● **SUPPLIED MATERIAL**
··········

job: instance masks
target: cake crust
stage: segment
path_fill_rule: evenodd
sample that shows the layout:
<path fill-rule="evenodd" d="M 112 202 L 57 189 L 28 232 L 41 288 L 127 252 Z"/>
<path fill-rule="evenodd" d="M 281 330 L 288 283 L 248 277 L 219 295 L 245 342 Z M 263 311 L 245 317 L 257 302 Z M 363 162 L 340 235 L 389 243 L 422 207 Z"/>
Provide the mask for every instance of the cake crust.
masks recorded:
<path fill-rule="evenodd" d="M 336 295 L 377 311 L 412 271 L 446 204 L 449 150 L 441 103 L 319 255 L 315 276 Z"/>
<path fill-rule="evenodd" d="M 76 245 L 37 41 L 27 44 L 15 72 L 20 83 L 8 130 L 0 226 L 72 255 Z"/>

··········

● **WRITTEN PROBLEM**
Rewrite the lines above, replacing "cake crust" with "pie crust" and keeping everything else the same.

● **SOLUTION TO THE EXERCISE**
job: instance masks
target: pie crust
stage: segment
path_fill_rule: evenodd
sample that shows the layout:
<path fill-rule="evenodd" d="M 112 202 L 57 189 L 28 232 L 41 288 L 127 252 Z"/>
<path fill-rule="evenodd" d="M 281 330 L 288 283 L 248 277 L 219 295 L 245 342 Z M 263 311 L 245 317 L 257 302 Z M 363 162 L 340 235 L 389 243 L 422 207 Z"/>
Provide the mask for every instance of the pie crust.
masks recorded:
<path fill-rule="evenodd" d="M 336 295 L 377 311 L 412 271 L 446 204 L 449 150 L 441 103 L 319 255 L 315 276 Z"/>
<path fill-rule="evenodd" d="M 76 245 L 37 41 L 27 44 L 15 72 L 20 83 L 8 130 L 0 226 L 72 255 Z"/>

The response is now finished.